— Start of Text segment —

I know DB says that you shouldn't show your W anger. But it doesn't, I believe, say you shouldn't have it. If you are truly working on the marriage, you have to work on everything warts and all.

Again, I stress. Being angry for your wife's actions doesn't mean acting out of control. There are effective ways to bring it up without losing control. It doesn't mean you don't love your wife,It doesn't mean you don't respect her, it doesn't mean you don't want to work on the marriage. In fact, marriage studies have shown how often a couple fights has little bearing on their overall happiness with the marriage.

I have 2 kids, I love them unconditionally. Do I get mad at them, at times. Do they get mad at me? You bet. does it mean our relationship is broke? Heck no.

Now Denver and you could give 2 craps about what I'm saying. But I believe my marriage is where it is today because my W and I have much better communication and honesty.

— End of Text segment —

(Exercise prompt)
Answer from the text on anger in marriage:
1. How many kids does the writer have?
2. What do marriage studies show about how often a couple fights?
3. What does the writer say explains where their marriage is today?
The rows come from a separate source, unrelated to the text.

— Start of Information provided —

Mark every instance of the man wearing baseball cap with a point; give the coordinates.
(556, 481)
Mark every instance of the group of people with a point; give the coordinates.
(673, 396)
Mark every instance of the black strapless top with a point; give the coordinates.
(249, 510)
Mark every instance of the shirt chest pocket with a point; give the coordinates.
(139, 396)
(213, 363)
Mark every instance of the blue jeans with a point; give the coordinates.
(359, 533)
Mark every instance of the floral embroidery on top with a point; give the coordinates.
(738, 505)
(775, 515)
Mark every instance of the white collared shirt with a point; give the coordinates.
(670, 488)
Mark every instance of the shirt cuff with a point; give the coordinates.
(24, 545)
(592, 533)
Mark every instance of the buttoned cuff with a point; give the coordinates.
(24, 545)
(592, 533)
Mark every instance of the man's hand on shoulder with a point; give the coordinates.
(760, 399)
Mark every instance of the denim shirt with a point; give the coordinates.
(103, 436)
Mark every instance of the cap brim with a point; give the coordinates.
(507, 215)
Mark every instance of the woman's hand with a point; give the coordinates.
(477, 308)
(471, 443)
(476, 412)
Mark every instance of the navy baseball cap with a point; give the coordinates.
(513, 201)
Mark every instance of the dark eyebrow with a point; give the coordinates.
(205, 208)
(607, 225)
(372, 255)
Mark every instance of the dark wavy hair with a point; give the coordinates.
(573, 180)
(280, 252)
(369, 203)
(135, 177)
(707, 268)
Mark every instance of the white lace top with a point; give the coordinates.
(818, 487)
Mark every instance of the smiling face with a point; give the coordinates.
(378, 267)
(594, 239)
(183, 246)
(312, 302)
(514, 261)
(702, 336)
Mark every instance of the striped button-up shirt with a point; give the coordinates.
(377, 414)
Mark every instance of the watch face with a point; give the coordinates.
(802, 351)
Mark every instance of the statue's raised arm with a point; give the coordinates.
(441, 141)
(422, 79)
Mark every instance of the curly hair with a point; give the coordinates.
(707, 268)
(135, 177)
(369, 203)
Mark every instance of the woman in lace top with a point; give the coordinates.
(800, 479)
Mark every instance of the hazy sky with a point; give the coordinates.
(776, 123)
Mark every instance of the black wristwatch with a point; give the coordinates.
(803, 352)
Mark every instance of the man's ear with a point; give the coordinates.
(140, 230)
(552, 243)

— End of Information provided —

(Result of this task)
1. Two.
2. It has little bearing on their overall happiness with the marriage.
3. The writer and their W have much better communication and honesty.